Given passage
French anthropologist

Count Georges Vacher de Lapouge (/fr/; 12 December 1854 – 20 February 1936) was a French anthropologist and a theoretician of eugenics and scientific racism. He is known as the founder of anthroposociology, the anthropological and sociological study of race as a means of establishing the superiority of certain peoples.

== Biography ==
While a young law student at the University of Poitiers, Vacher de Lapouge read Herbert Spencer and Charles Darwin. In 1879 he gained a doctorate degree in law and became a magistrate in Niort (Deux-Sèvres) and a prosecutor in Le Blanc. He then studied history and philology at the École pratique des hautes études, and learned several languages such as Akkadian, Egyptian, Hebrew, Chinese, and Japanese at the École du Louvre and at School of Anthropology in Paris from 1883 to 1886.

From 1886 Vacher de Lapouge taught anthropology at the University of Montpellier, advocating Francis Galton's eugenic thesis, but was expelled in 1892 because of his socialist activities (he co-founded Jules Guesde's French Workers' Party's section in Montpellier and campaigned during 1888 for city mayor in the Montpellier municipal election). He worked later as a librarian at the University of Rennes until his retirement in 1922.

== Work and legacy ==

De Lapouge wrote L'Aryen: son Rôle Social (1899, "The Aryan: His Social Role"), in which he opposed the Aryan, dolichocephalic races to the brachycephalic races. Ostensibly within the former, he further categorized: first the Homo europaeus, Nordic or fair-haired, then the Homo alpinus, represented by the Auvergnat and Turkic peoples, finally the Homo mediterraneus, represented by the Neapoletan or Andaluz peoples.

Dataset extract
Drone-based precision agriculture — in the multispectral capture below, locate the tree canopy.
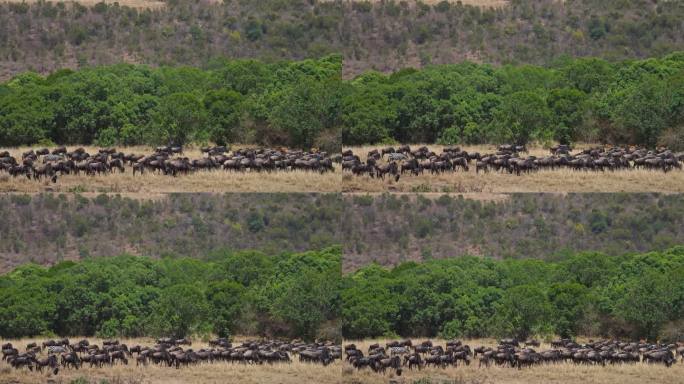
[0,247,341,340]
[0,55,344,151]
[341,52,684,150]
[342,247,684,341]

==

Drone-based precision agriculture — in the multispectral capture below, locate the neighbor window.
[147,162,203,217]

...

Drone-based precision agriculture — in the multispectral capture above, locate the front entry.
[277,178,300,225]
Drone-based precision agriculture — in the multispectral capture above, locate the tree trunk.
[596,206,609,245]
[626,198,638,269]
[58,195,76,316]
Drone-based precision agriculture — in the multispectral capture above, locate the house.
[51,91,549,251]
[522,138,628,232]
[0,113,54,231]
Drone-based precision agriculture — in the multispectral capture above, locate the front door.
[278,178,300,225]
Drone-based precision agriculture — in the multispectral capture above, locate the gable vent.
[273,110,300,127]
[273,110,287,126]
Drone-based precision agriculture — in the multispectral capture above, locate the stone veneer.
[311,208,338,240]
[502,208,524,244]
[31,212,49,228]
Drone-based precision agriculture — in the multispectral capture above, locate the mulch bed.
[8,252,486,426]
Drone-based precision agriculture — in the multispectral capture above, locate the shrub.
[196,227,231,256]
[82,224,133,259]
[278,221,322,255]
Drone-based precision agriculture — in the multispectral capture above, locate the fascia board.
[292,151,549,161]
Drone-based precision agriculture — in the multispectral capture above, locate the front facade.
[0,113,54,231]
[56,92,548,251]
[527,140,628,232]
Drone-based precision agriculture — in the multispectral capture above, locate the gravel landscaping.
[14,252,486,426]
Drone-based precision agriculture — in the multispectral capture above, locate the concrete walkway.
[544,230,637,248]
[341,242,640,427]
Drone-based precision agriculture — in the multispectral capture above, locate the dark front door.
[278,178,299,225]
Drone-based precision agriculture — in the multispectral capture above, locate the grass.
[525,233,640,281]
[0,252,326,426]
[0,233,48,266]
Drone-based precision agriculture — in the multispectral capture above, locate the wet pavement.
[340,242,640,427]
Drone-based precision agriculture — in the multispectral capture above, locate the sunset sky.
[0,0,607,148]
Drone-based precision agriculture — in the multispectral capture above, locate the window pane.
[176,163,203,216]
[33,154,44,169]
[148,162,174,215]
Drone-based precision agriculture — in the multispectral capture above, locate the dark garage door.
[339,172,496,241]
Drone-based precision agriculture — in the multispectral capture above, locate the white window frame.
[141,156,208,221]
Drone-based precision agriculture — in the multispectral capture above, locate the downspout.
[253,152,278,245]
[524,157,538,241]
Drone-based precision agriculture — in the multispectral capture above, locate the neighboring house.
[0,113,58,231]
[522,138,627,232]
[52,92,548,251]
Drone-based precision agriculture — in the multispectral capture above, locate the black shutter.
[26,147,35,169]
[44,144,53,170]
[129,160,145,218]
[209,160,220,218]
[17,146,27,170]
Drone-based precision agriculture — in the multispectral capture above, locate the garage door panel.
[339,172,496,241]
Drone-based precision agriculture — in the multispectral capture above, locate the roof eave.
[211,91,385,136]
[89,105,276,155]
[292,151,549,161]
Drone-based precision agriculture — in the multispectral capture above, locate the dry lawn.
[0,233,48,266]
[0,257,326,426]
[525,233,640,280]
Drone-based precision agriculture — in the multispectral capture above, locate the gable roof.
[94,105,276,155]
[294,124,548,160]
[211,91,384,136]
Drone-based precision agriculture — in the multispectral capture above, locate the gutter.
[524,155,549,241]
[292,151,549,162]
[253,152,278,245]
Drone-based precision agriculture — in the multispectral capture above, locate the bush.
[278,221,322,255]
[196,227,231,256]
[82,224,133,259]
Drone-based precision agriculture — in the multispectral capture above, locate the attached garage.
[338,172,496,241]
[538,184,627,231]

The task
Transcribe the portion of the biography of Vacher de Lapouge that begins with the words containing "De Lapouge wrote" and ends with "or Andaluz peoples.". The listing was taken from a separate source.

Solution to this problem
De Lapouge wrote L'Aryen: son Rôle Social (1899, "The Aryan: His Social Role"), in which he opposed the Aryan, dolichocephalic races to the brachycephalic races. Ostensibly within the former, he further categorized: first the Homo europaeus, Nordic or fair-haired, then the Homo alpinus, represented by the Auvergnat and Turkic peoples, finally the Homo mediterraneus, represented by the Neapoletan or Andaluz peoples.